--- Instructions to follow ---
Without including any picture, copy the entries that follow word for word.

Segment Start: Material for this task

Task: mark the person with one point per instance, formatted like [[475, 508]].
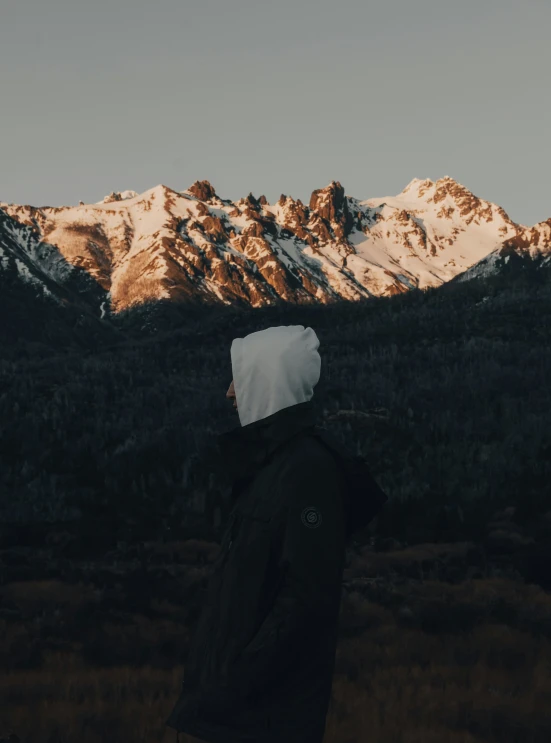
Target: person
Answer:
[[261, 659]]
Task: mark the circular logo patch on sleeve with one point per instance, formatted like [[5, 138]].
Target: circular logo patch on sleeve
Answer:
[[311, 517]]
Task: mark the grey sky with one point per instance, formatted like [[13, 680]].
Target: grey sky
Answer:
[[275, 97]]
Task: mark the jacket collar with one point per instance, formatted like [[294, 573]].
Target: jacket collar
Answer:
[[242, 450]]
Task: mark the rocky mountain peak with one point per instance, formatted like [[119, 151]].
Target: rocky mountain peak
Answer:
[[331, 205], [202, 190]]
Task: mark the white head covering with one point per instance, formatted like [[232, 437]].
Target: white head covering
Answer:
[[274, 369]]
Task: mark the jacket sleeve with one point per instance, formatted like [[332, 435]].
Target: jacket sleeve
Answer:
[[311, 563]]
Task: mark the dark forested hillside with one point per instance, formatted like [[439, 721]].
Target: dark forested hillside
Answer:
[[448, 388]]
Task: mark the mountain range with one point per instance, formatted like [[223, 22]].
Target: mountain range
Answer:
[[195, 246]]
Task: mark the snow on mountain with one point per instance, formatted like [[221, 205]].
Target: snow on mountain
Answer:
[[197, 246], [531, 244]]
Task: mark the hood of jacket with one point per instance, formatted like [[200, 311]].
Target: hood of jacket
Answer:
[[274, 373], [274, 369]]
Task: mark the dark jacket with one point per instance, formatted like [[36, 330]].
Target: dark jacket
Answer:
[[261, 660]]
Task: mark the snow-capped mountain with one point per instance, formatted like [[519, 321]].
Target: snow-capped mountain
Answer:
[[195, 245], [531, 245]]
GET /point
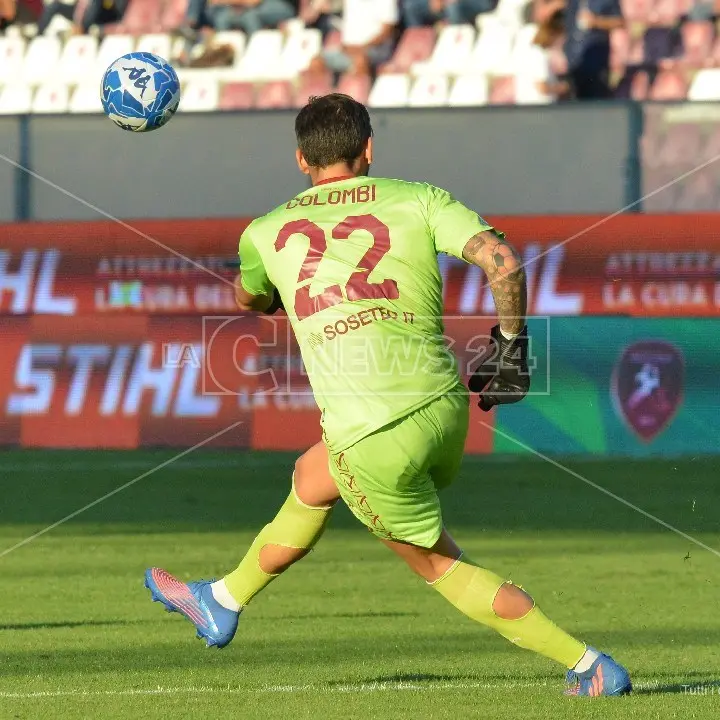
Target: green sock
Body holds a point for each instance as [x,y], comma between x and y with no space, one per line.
[472,590]
[296,526]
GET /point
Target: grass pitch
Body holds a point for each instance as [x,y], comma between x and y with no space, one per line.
[349,632]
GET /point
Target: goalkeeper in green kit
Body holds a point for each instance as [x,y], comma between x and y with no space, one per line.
[354,263]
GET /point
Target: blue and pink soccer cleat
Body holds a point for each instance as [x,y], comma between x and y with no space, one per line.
[605,677]
[195,601]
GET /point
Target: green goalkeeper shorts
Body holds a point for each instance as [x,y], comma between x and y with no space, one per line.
[390,478]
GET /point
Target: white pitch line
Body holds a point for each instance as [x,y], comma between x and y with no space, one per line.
[368,688]
[278,689]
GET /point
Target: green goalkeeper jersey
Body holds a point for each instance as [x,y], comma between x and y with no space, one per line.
[355,263]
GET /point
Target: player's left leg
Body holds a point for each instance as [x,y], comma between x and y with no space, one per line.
[214,607]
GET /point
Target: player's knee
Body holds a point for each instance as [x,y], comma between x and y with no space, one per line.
[512,602]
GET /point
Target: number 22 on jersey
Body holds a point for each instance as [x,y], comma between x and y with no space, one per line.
[358,286]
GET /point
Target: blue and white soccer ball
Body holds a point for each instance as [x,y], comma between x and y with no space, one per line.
[140,92]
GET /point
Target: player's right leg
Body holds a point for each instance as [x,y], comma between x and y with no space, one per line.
[389,481]
[214,607]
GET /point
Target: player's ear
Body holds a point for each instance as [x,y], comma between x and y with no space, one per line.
[368,151]
[302,162]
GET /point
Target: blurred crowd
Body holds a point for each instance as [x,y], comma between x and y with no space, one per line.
[577,30]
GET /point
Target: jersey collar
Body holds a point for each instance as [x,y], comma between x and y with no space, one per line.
[336,179]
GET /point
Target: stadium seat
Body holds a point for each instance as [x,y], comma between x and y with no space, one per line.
[262,56]
[493,51]
[236,39]
[659,43]
[452,51]
[237,96]
[156,43]
[275,95]
[173,14]
[509,12]
[12,53]
[300,48]
[142,17]
[51,98]
[390,90]
[15,99]
[697,43]
[705,85]
[469,90]
[85,99]
[415,46]
[502,91]
[356,86]
[201,94]
[665,13]
[77,58]
[42,53]
[429,91]
[669,85]
[311,84]
[640,85]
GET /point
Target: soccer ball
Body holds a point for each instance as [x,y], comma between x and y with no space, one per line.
[140,92]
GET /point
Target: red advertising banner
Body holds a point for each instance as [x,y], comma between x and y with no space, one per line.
[125,335]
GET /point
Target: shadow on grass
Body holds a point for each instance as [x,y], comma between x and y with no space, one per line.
[66,624]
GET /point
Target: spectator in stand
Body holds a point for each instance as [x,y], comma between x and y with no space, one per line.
[455,12]
[7,12]
[321,14]
[587,46]
[97,12]
[535,82]
[246,15]
[368,31]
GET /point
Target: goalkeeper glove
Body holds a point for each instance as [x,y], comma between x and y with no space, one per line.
[276,304]
[503,376]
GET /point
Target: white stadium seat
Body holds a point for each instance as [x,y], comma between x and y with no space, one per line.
[12,53]
[469,90]
[77,59]
[451,53]
[200,95]
[262,56]
[86,99]
[705,85]
[429,91]
[157,43]
[300,48]
[51,98]
[234,38]
[42,53]
[493,51]
[15,99]
[510,12]
[390,90]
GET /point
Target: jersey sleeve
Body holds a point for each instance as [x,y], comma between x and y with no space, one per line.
[451,223]
[253,275]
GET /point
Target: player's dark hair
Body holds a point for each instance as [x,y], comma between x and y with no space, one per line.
[332,129]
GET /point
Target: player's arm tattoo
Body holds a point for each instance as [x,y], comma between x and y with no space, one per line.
[506,277]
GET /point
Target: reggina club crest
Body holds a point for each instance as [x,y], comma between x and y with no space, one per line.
[647,387]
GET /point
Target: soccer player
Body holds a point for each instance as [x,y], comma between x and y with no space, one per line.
[353,261]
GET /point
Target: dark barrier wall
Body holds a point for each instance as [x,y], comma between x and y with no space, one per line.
[9,148]
[563,159]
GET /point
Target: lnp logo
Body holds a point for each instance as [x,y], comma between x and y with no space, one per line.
[647,386]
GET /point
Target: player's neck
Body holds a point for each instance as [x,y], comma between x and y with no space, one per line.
[341,171]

Segment End: Material for this task

--- Reply to the exercise ---
Task: mark the person with one point per instance, formatted like [[475, 508]].
Target: person
Answer:
[[261, 659]]
Task: mark the circular logo patch on sleeve with one point per instance, formatted like [[5, 138]].
Target: circular logo patch on sleeve
Answer:
[[311, 517]]
Task: mark the grey sky with one point per instance, formatted like [[13, 680]].
Target: grey sky
Answer:
[[275, 97]]
Task: mark the jacket collar with one point per instance, formatted like [[294, 573]].
Target: jacket collar
Answer:
[[242, 450]]
Task: mark the rocky mountain peak with one point per instance, formatted like [[119, 151]].
Target: rocky mountain peak
Answer:
[[331, 205], [202, 190]]
Task: mark the white head covering with one point per instance, formatted like [[232, 437]].
Target: white head covering
Answer:
[[274, 369]]
Task: mark the jacket sleeve with one point per instance, formatted like [[332, 435]].
Target: jacket sleeve
Answer:
[[311, 563]]
Task: mark the dark forested hillside with one point per instance, formatted like [[439, 721]].
Target: dark forested hillside
Answer:
[[448, 388]]
Task: mark the mountain range with one point per instance, formatted like [[223, 22]].
Target: mountain range
Answer:
[[195, 246]]
Task: mark the snow on mountain with one point per instance, formatted like [[221, 205]].
Target: snow on mountain
Answer:
[[197, 246], [531, 244]]
Task: mark the hood of jacket with one point per instance, formatted like [[200, 311]].
Target: hood of jacket
Answer:
[[274, 373], [274, 369]]
Task: mark the dark jacket with one point per instance, formatted like [[36, 330]].
Target: dark jacket
Answer:
[[261, 660]]
Task: mark the snow-capped mountain with one point per instance, formatted like [[519, 321]].
Target: snow-capped mountain
Answer:
[[195, 245], [531, 245]]
GET /point
Target: green sock
Body holds a point for each instance as [x,y], comma between x and y with no space, one per line.
[472,590]
[296,526]
GET /point
Target: grass pitch
Body holds a point for each instance as [x,y], comma between x and y with no space, one per line.
[349,632]
GET /point
Target: goalkeeper in green kit
Body holds a point for each instance as [x,y], comma between x and y with no space, one per line.
[354,263]
GET /point
Target: blue and pink soccer cleat
Body holds a point for each instance as [x,y], comma between x and y with no space, one per line.
[605,677]
[195,601]
GET /point
Target: green goalkeeper shorts
Body holds a point for each instance as [x,y], comma between x and y with no space, one per line.
[390,478]
GET /point
Target: white pitch line
Body holds a point for each instance as [x,y], comma between x and y with no space, one per line.
[368,688]
[278,689]
GET /point
Target: green goalkeeper jersey
Body holds a point for each instance as [x,y], comma between x and y with no space, one per line.
[355,263]
GET /point
Target: player's left leg
Body holds a point for each instance as [x,y], comma between x and y with no space, one per line.
[214,607]
GET /point
Target: player's knee
Body holds a point for each instance as [x,y], comma between x and y with no space, one per line.
[512,602]
GET /point
Target: number 22 on jersey
Body holds a point for each instance as [x,y], comma between x and y with no space, one per line.
[358,286]
GET /point
Target: blue and white soccer ball
Body holds a point for each instance as [x,y], comma between x and y with no space, one per line.
[140,92]
GET /point
Target: player's right leg
Body holds a point for each instance as [x,y], comma between x and y with no space, one per line.
[389,481]
[214,607]
GET /point
Target: player's ear
Body holds a point for each instance as [x,y], comma between x and y with no space, one per line.
[368,151]
[302,162]
GET /point
Target: blurred crowd
Body holds a point for each instance as [x,y], comma between x and y with no space, one per line.
[577,30]
GET /point
Target: jersey collar
Body holds a point for each instance as [x,y], comma between x and y with no space, one per line.
[336,179]
GET /point
Target: stadium seat
Body holds a point for each instance as [x,y], comma between x and y with no space, one per line.
[262,56]
[493,51]
[236,39]
[659,43]
[452,51]
[237,96]
[156,43]
[275,95]
[173,14]
[509,12]
[12,53]
[300,48]
[142,17]
[51,98]
[390,90]
[15,99]
[697,43]
[705,85]
[469,90]
[85,99]
[415,46]
[502,91]
[356,86]
[201,94]
[665,13]
[77,58]
[42,53]
[429,91]
[669,85]
[311,84]
[640,85]
GET /point
Target: soccer ball
Body holds a point for each instance as [x,y], comma between x and y with no space, one per line.
[140,92]
GET /point
Target: red advertising banner
Body holds a point for each instance as [x,y], comma between x and y with no space, one per line.
[125,335]
GET /point
Target: shadow on grass
Body holds a point for each instance as [x,y], comma between x and y with no space, one per line.
[66,624]
GET /point
Target: spectator in stand
Body holds a point for each instance as [x,y], comma between x and y with no space, one per line.
[455,12]
[7,12]
[321,14]
[587,46]
[97,12]
[535,82]
[246,15]
[368,31]
GET /point
Target: goalkeeper glove
Body holds a point for each instance as [x,y], comma between x and y with no space, one per line.
[276,304]
[503,376]
GET /point
Target: white stadium seat
Body holds a point for each instance as [x,y], comma between x and y with no space, one per line.
[12,53]
[469,90]
[77,59]
[451,53]
[200,95]
[262,56]
[86,99]
[705,85]
[429,91]
[157,43]
[300,48]
[51,98]
[234,38]
[42,53]
[493,51]
[15,99]
[510,12]
[390,90]
GET /point
Target: jersey sleeve
Body holds a point for each instance as [x,y], comma between x and y with no space, one per line.
[451,223]
[253,275]
GET /point
Target: player's dark hair
Body holds a point for each instance as [x,y], comma between x and y with no space, one per line.
[332,129]
GET /point
Target: player's arm tattoo
Body holds a point for each instance as [x,y], comma between x and y with no space, one per line.
[506,277]
GET /point
Target: reggina club crest
Body holds a point for each instance as [x,y], comma between x and y with no space, one per line.
[647,387]
GET /point
Target: soccer player
Body holds a point for each instance as [x,y], comma between x and y with no space, one per line.
[353,261]
GET /point
Target: dark barrier wall
Body holds a point for each instance as [x,y], comma between x and y with no space, one per line.
[9,148]
[563,159]
GET /point
Target: lnp logo
Body holds a point for each instance as [x,y], comma between x and y with no space, one per line.
[647,386]
GET /point
Target: player's neck
Body holds a point for each instance as [x,y], comma between x and y with no space, one per line.
[341,171]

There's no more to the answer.